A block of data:
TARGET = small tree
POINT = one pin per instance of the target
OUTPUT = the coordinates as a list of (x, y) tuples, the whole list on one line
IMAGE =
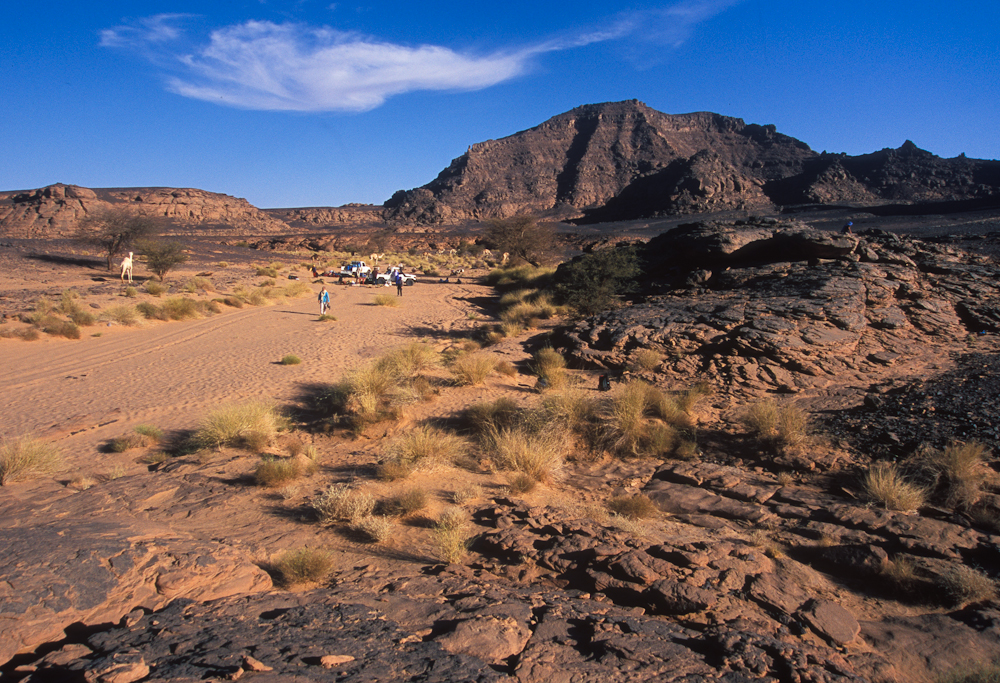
[(113, 229), (161, 257), (522, 237), (595, 282)]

▶ WHAT THIS TASK INVOLVES
Print every line of the data above verbatim, leaving out the picture.

▶ ANSWER TO THIS TASK
TARGET = small tree
POINT = one pin per instance of the target
OUTPUT = the coordinates as a list of (x, y) tuples, the whole list on one line
IMAGE =
[(113, 229), (161, 257), (522, 237), (595, 282)]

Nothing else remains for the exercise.